▶ **Brief**: In the records, find every line with the word "escape" and copy it out.

▶ **Source records**:
- Opening Delimiter -
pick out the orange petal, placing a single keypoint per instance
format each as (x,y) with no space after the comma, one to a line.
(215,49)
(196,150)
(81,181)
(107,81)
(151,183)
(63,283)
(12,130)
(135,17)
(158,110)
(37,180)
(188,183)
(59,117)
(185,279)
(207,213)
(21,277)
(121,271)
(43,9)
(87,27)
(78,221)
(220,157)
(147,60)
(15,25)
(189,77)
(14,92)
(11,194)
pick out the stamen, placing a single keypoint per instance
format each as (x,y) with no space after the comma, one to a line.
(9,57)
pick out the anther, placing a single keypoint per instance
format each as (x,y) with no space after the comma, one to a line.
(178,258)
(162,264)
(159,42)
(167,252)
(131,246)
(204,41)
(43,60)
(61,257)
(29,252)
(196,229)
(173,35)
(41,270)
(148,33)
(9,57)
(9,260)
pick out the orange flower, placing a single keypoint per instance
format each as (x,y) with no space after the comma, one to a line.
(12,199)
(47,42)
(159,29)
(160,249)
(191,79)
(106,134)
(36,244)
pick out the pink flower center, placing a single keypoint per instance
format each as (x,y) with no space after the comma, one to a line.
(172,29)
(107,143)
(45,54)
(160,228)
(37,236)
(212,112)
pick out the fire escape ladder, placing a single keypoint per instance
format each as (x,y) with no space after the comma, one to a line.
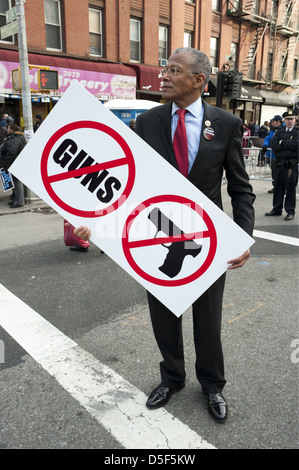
(253,48)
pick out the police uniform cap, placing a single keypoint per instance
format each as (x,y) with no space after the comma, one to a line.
(290,114)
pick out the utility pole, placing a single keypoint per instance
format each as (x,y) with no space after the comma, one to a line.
(24,67)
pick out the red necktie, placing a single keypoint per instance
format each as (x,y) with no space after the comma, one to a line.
(180,144)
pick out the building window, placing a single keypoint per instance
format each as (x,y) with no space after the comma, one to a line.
(188,39)
(295,69)
(252,62)
(95,32)
(234,56)
(216,5)
(213,52)
(53,24)
(4,6)
(163,42)
(135,40)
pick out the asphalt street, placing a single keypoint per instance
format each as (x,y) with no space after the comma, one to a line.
(94,302)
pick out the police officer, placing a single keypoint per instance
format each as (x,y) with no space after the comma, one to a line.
(285,146)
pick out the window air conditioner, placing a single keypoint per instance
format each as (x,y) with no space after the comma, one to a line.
(162,62)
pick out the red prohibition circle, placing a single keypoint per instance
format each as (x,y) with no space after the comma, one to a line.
(211,233)
(128,160)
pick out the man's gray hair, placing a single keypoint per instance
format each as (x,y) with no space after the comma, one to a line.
(199,61)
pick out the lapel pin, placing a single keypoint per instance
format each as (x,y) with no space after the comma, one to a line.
(208,133)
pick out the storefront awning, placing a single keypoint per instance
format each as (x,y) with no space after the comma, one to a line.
(250,94)
(148,78)
(103,80)
(65,62)
(278,99)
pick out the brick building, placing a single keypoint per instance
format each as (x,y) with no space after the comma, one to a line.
(116,48)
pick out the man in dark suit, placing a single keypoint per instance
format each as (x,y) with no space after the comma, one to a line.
(214,144)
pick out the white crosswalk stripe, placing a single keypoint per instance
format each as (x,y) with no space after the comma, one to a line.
(109,398)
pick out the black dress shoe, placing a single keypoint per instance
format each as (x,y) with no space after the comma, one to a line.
(13,206)
(79,248)
(217,406)
(161,395)
(273,212)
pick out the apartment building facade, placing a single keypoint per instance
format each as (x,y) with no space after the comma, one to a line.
(116,48)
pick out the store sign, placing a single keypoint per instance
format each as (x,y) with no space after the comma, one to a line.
(93,170)
(103,86)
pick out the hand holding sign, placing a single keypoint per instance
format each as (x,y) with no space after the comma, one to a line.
(101,177)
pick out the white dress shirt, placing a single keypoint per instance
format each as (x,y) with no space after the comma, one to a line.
(193,122)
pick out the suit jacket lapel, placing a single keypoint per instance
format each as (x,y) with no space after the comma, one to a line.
(205,146)
(164,118)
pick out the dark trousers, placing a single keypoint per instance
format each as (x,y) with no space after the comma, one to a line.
(286,180)
(207,313)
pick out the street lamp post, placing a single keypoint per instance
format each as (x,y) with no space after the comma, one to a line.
(24,67)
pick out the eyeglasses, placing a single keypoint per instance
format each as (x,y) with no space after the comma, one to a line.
(173,71)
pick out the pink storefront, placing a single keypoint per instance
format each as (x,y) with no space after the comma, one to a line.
(105,81)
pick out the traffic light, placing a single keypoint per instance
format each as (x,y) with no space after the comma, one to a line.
(232,83)
(48,79)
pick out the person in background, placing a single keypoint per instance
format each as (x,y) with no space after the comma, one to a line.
(3,129)
(3,120)
(285,147)
(132,124)
(254,128)
(275,123)
(12,146)
(38,122)
(246,143)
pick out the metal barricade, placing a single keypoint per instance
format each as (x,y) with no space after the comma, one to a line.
(258,163)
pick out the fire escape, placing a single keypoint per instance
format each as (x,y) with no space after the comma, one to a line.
(278,19)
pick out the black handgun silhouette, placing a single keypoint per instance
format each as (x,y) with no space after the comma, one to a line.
(178,250)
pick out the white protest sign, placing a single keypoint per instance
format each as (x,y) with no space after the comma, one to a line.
(93,170)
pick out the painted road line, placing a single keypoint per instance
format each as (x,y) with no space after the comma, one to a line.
(109,398)
(274,237)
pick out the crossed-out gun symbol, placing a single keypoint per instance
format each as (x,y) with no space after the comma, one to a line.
(178,250)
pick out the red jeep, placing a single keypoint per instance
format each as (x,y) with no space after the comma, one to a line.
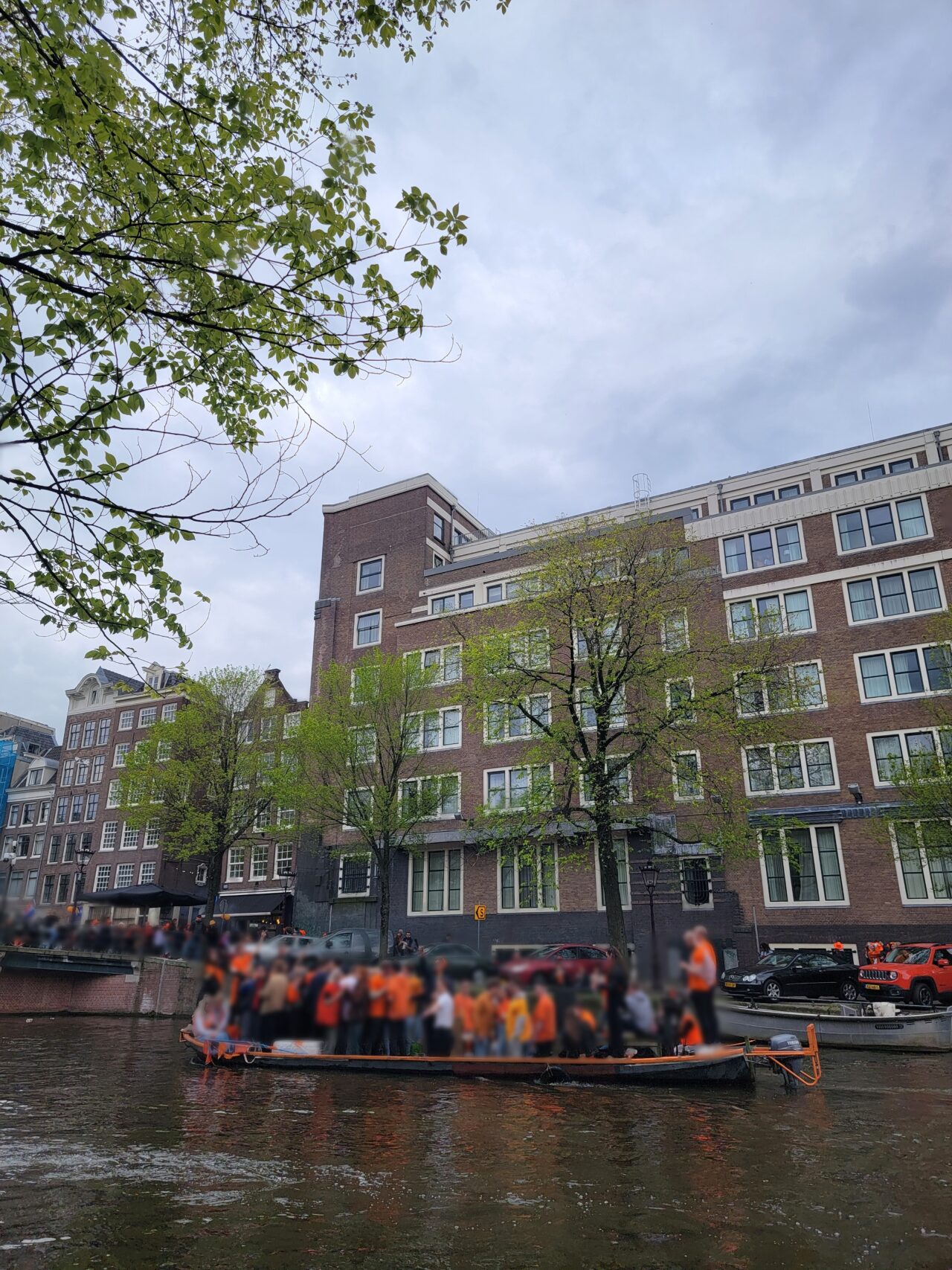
(919,973)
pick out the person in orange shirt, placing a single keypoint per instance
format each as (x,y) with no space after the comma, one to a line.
(544,1022)
(375,1027)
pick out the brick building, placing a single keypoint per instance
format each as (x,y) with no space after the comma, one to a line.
- Closing Delimiter -
▶ **Answer box**:
pick out the fire escape ladder, placing a single keypoint per instance
pick out the fire escape, placing a single keypoint per instance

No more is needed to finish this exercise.